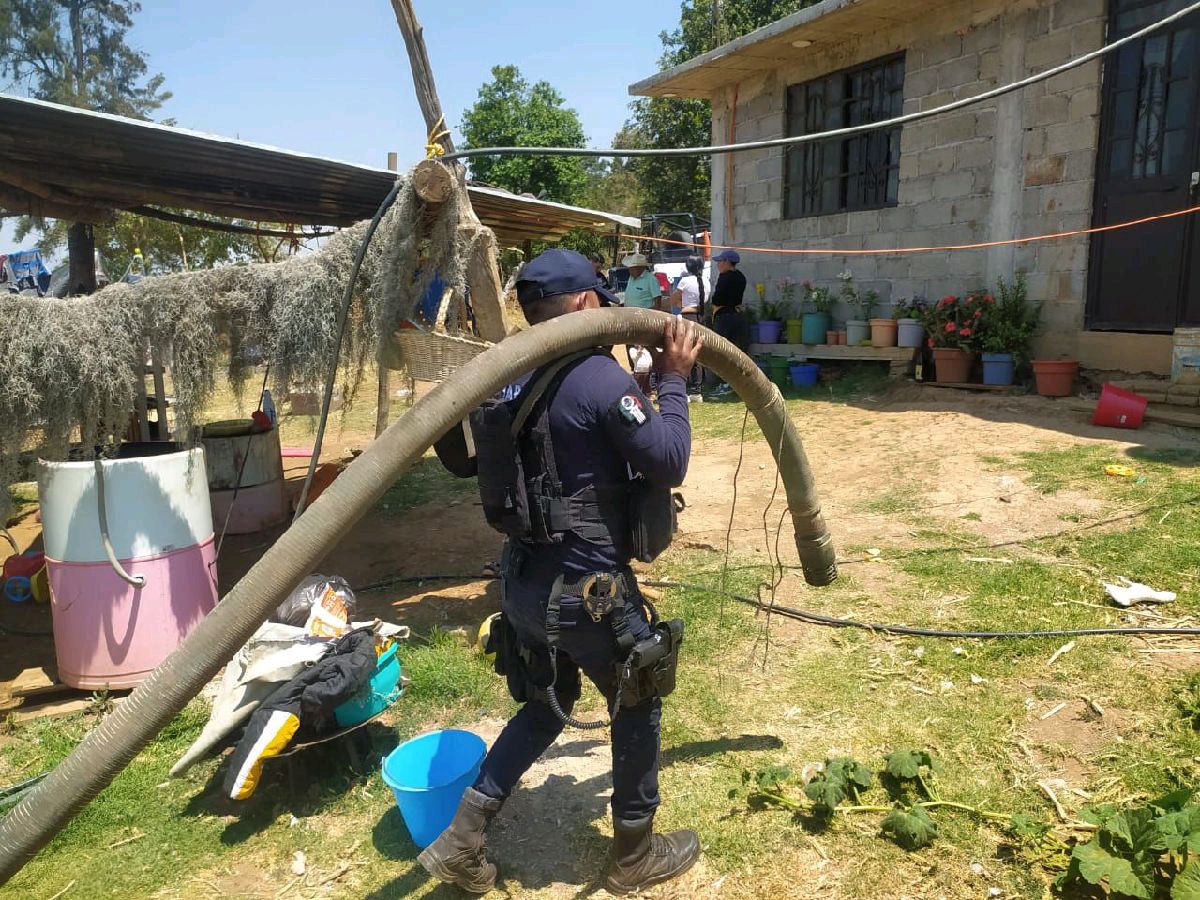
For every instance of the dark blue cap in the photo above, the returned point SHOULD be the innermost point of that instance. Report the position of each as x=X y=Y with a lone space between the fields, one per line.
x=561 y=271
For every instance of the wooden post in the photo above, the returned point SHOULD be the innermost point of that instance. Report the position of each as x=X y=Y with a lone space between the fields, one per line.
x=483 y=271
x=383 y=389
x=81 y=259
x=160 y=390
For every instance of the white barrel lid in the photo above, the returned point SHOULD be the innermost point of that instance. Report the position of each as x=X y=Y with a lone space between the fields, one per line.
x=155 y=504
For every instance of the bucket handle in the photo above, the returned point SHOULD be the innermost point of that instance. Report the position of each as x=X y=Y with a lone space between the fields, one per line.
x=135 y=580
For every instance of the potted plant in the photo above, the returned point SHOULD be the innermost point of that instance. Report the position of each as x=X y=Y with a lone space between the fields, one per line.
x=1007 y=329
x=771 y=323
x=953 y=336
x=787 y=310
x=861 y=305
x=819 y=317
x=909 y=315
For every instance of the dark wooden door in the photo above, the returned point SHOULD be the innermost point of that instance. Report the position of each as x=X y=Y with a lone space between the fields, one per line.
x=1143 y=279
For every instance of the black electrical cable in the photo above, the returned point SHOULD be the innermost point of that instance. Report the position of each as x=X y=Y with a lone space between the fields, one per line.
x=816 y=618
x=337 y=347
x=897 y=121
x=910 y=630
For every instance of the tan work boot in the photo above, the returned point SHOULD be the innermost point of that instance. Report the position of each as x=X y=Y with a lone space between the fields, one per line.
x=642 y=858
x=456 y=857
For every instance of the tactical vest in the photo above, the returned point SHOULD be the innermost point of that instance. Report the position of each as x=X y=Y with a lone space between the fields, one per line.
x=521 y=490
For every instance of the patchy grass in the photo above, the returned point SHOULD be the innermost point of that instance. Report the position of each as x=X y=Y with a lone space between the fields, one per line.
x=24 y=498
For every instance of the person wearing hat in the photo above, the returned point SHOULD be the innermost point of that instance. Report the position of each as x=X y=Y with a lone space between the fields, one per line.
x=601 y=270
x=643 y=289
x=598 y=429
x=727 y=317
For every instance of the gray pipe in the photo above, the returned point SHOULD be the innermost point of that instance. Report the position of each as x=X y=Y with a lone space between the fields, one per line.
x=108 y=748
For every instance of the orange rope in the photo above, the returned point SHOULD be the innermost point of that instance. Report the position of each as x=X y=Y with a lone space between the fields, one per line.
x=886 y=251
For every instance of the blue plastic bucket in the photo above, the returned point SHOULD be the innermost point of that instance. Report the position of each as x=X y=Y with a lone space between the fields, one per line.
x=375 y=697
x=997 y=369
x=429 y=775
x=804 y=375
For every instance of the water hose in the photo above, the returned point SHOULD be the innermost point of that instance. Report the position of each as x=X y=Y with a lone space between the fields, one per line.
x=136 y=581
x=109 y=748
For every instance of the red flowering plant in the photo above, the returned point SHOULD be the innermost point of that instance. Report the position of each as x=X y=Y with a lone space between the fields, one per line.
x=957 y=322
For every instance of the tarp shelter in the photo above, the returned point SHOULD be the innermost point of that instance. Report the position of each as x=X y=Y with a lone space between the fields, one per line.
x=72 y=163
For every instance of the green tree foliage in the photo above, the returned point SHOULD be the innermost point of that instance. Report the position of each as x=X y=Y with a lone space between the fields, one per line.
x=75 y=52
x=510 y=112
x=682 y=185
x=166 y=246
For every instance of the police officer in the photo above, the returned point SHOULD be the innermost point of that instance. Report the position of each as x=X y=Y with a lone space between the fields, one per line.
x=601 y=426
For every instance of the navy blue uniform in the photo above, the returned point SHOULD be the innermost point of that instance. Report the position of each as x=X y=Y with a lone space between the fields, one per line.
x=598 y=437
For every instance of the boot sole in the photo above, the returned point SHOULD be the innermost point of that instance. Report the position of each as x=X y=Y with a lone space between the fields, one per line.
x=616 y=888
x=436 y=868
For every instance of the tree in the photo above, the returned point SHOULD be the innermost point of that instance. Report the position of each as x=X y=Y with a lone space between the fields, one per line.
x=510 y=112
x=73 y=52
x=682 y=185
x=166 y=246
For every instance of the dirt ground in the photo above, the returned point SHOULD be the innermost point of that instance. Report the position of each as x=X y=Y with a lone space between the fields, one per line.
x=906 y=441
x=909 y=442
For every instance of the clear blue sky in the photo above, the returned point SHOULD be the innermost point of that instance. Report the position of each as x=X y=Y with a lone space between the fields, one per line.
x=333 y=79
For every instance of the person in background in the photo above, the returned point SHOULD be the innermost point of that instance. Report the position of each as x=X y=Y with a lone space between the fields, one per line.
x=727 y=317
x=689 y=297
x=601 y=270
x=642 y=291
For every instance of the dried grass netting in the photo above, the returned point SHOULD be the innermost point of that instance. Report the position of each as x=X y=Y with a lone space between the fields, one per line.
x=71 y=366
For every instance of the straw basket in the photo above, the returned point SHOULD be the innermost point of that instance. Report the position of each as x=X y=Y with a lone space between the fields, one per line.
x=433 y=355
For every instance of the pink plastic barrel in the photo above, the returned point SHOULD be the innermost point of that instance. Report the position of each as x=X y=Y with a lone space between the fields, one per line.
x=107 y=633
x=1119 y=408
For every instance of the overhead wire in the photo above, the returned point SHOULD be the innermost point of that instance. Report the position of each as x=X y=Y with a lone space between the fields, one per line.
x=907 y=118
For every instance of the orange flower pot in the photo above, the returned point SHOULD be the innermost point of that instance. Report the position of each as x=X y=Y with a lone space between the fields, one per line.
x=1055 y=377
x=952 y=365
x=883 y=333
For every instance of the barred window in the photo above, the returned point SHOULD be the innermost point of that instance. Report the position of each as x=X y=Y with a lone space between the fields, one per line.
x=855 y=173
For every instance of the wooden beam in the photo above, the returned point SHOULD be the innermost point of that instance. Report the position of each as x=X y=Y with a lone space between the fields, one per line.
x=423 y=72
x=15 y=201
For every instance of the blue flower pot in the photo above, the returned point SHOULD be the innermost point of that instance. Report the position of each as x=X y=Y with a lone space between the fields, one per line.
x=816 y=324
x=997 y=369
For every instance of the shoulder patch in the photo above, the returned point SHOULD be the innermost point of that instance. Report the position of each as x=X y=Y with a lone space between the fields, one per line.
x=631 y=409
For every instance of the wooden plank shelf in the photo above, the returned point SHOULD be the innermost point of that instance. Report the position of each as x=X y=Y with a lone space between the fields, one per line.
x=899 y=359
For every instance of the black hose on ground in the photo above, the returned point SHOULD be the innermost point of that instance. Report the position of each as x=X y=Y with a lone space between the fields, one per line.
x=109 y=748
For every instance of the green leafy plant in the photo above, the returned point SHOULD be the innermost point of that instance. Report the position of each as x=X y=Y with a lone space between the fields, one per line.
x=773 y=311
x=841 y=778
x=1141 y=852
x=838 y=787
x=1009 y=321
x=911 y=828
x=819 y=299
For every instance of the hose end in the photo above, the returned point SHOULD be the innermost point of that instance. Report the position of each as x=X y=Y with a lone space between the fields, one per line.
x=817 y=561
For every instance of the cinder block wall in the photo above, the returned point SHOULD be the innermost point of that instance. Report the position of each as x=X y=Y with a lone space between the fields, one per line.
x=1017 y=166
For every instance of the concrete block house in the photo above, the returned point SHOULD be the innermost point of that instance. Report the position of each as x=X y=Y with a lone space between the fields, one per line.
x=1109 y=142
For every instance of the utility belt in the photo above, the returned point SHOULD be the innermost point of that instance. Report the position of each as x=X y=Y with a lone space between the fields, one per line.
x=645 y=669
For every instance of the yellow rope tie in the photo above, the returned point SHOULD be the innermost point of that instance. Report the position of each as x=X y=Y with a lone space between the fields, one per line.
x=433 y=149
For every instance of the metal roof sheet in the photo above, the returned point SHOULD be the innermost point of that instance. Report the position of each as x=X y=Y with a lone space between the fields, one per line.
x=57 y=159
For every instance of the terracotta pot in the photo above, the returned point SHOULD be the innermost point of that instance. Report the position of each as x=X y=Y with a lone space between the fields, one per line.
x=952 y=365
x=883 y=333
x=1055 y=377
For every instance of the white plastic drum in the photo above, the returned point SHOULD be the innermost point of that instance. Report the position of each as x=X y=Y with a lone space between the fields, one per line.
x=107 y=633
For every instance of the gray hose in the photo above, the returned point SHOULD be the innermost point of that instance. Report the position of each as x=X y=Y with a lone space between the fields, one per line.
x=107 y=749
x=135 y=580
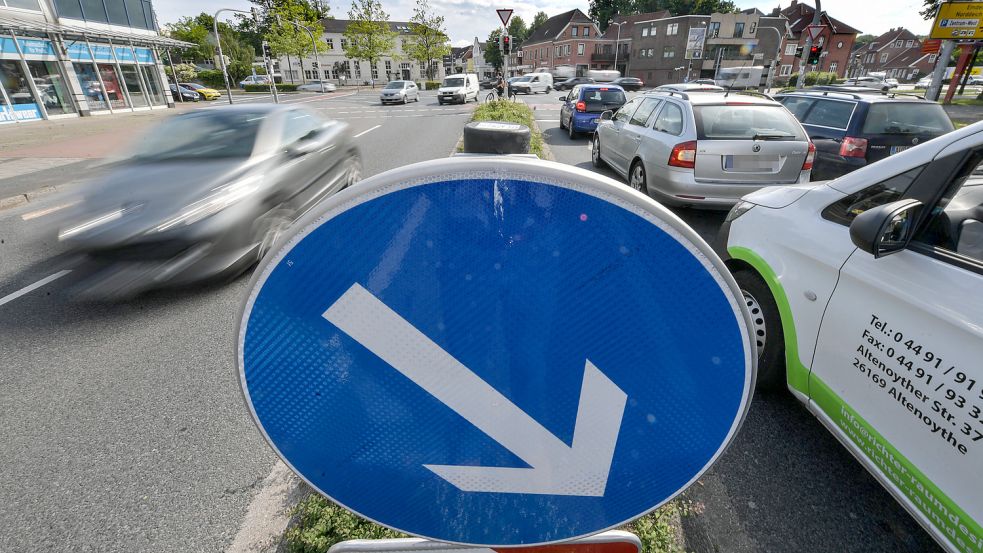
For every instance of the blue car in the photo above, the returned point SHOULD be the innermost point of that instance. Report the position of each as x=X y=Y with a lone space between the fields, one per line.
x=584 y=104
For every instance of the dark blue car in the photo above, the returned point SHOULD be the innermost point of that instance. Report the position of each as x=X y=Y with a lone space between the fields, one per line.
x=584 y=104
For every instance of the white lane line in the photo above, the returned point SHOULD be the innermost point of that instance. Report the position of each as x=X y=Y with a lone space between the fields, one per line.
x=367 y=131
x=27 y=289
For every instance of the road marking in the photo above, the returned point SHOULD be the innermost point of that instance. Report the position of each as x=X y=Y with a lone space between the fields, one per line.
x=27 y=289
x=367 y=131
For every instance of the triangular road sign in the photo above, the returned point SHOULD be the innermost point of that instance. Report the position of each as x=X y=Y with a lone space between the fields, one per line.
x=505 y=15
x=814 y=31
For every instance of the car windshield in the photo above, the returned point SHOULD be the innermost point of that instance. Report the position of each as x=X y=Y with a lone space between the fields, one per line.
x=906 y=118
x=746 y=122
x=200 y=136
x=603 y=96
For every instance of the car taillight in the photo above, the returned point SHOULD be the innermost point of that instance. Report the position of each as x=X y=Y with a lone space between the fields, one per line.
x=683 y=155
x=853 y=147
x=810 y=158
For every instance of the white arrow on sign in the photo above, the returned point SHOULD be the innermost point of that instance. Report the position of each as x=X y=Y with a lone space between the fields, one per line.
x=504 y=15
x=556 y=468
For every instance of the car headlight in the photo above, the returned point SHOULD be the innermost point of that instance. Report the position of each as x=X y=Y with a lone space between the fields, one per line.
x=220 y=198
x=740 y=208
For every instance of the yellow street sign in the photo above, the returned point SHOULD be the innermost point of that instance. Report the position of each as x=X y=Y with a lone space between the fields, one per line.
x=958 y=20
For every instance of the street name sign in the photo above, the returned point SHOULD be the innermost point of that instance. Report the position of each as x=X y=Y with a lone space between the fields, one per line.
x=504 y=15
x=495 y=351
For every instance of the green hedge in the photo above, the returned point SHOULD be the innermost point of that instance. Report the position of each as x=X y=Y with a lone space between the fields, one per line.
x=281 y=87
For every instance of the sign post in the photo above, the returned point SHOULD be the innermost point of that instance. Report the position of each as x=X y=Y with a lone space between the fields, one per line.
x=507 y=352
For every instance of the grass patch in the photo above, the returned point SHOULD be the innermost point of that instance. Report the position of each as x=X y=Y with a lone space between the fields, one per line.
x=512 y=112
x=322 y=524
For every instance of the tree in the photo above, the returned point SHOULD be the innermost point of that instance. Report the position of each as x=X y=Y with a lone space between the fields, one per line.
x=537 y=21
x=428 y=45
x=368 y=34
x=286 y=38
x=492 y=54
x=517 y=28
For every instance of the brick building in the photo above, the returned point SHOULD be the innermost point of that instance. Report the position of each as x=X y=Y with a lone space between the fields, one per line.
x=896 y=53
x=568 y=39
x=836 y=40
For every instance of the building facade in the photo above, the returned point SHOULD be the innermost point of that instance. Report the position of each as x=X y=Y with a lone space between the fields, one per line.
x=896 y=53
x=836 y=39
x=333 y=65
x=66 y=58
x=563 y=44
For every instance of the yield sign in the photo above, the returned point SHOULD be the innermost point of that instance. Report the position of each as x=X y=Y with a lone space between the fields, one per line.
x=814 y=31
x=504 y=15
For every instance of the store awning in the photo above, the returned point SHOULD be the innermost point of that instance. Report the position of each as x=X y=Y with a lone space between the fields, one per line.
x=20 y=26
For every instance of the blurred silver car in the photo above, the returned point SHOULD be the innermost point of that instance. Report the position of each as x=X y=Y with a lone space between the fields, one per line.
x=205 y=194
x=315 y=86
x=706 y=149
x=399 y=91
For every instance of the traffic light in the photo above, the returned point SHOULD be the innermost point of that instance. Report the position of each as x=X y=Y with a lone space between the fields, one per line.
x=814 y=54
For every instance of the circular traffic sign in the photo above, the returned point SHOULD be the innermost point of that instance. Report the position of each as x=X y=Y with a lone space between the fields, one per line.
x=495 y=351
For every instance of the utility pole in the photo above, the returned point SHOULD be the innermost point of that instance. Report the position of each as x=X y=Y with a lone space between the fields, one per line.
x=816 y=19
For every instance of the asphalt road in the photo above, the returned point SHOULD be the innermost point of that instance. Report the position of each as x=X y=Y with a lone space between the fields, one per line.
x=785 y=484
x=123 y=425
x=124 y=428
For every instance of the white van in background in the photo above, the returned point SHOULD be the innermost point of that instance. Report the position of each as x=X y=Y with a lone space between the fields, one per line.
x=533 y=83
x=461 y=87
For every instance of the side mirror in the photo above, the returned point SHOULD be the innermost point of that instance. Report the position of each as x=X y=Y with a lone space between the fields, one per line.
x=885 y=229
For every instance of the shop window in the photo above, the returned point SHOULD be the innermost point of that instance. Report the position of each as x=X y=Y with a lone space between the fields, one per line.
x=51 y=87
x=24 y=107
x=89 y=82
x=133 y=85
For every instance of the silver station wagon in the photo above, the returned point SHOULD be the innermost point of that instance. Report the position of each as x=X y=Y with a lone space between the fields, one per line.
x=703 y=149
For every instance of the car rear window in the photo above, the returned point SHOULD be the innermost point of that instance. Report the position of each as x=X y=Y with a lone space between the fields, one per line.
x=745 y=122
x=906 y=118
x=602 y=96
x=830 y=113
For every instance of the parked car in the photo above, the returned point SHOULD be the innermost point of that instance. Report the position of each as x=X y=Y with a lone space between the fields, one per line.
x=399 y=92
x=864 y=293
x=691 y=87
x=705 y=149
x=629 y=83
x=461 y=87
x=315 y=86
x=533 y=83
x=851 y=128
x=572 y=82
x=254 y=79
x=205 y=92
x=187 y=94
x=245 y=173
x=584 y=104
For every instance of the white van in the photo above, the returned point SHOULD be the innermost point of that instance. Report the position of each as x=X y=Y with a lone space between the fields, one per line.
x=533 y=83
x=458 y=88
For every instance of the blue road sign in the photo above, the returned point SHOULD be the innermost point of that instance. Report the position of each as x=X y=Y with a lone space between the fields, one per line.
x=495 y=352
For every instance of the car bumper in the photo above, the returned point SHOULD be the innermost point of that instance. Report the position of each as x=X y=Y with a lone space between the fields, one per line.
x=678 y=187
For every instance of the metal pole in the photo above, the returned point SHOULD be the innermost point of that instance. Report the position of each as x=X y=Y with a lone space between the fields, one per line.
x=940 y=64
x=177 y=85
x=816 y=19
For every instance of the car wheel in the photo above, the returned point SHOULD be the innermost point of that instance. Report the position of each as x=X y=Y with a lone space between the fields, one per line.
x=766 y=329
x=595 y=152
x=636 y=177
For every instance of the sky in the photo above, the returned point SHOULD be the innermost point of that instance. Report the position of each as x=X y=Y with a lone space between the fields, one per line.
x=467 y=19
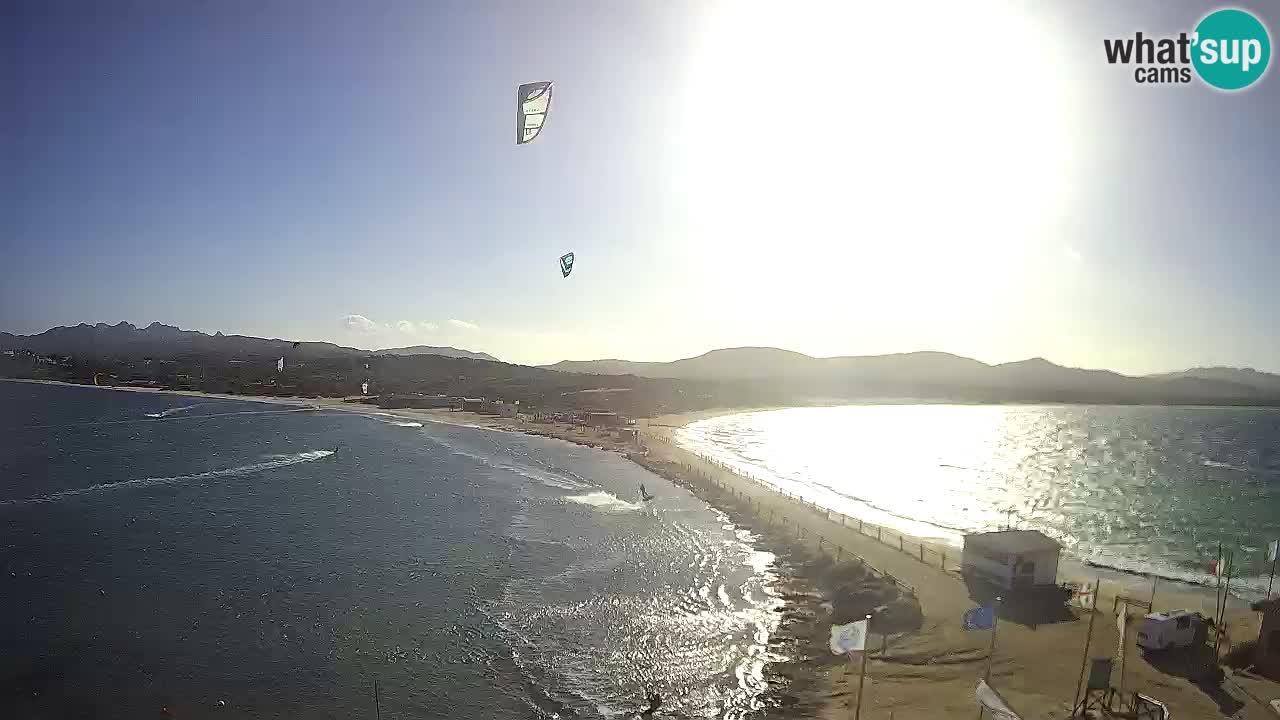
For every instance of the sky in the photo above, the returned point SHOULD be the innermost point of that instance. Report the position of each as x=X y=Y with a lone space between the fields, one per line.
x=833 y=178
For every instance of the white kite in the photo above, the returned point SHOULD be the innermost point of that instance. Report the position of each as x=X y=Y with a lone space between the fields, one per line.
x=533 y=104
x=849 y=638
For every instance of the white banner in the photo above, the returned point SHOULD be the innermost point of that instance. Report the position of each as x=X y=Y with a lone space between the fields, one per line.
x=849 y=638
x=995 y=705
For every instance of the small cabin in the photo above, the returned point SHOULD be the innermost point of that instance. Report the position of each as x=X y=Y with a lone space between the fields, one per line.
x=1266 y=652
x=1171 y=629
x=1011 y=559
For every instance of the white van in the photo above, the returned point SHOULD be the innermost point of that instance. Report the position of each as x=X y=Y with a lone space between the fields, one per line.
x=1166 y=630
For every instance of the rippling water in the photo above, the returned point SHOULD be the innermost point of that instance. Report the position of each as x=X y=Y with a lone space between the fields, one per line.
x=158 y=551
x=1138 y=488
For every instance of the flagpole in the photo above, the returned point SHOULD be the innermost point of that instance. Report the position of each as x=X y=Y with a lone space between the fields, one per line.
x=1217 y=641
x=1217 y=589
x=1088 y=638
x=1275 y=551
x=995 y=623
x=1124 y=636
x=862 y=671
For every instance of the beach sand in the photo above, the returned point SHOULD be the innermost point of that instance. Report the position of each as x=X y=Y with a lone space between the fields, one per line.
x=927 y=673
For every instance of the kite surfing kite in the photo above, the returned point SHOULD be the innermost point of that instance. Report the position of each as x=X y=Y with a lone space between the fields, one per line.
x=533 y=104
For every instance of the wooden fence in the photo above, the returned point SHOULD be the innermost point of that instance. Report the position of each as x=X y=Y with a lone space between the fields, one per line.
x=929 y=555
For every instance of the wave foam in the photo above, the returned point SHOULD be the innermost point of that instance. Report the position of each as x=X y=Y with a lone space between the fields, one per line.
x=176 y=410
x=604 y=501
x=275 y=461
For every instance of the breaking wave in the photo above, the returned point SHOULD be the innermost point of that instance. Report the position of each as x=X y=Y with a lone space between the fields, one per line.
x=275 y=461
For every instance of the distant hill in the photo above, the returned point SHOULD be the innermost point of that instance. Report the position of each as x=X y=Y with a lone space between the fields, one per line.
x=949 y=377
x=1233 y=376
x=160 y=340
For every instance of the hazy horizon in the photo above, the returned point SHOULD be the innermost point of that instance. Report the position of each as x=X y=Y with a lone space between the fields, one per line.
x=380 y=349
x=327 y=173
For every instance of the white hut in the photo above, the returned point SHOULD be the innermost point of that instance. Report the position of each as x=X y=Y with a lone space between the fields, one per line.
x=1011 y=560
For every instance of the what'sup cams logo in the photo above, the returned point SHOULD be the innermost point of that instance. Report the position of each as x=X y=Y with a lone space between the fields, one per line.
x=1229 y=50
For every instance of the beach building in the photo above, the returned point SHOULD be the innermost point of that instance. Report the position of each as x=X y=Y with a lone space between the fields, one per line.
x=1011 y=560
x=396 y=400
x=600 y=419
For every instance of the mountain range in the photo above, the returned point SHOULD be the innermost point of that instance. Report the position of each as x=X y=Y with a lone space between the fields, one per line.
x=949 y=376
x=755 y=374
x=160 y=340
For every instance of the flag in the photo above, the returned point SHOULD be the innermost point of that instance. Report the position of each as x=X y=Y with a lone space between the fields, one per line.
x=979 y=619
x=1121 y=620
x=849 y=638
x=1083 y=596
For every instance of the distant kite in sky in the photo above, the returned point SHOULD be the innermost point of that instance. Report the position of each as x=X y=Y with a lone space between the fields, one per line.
§ §
__Short task__
Change "SHOULD" to "must" wherever it occurs in the stretch from the start of the entries through the line that contains "x=456 y=857", and reproduce that stretch alone with no other changes. Leave the pictures out of the answer.

__Answer__
For every instance of the dark blue cap in the photo above, the returned point must be the innermost point of that instance. Report the position of each as x=X y=Y with a lone space between the fields, one per line.
x=561 y=271
For every instance of the wooden post in the photo above, the returned point must be the innermost point of that instance. Report the position of each as x=X y=Y with a lone space between the fields, one per line.
x=483 y=271
x=383 y=389
x=81 y=259
x=160 y=390
For every instance of the white barrel lid in the photo above, the returned point must be the innermost point of that instance. Report the position of each as x=X y=Y with a lone space between the fields, one per line.
x=155 y=504
For every instance of the bucket handle in the photo above, the returned point must be the innermost point of that instance. Report the position of each as x=X y=Y with a lone space between the fields, one per line.
x=135 y=580
For every instance of the potted plant in the photo above, the returned point must be the innermost point of that instance. Report the position of each as x=X y=Y with a lone space between the fields, one per line.
x=1007 y=329
x=771 y=323
x=953 y=336
x=787 y=310
x=861 y=305
x=819 y=317
x=909 y=315
For every instance of the dark wooden door in the photo above, the returned point must be the innermost point of that instance. Report the position of each as x=X y=Y with a lone space between the fields, one per line.
x=1143 y=279
For every instance of the black electrical cable in the photo above, the returned point must be the innermost point of that instance. Report the position of each as x=X y=Y with a lone space between the fields, one per line.
x=816 y=618
x=337 y=347
x=897 y=121
x=910 y=630
For every instance of the tan work boot in the photo above, the returned point must be the innermost point of that instance. Report the position of each as x=X y=Y with a lone space between the fields, one per line.
x=642 y=858
x=456 y=857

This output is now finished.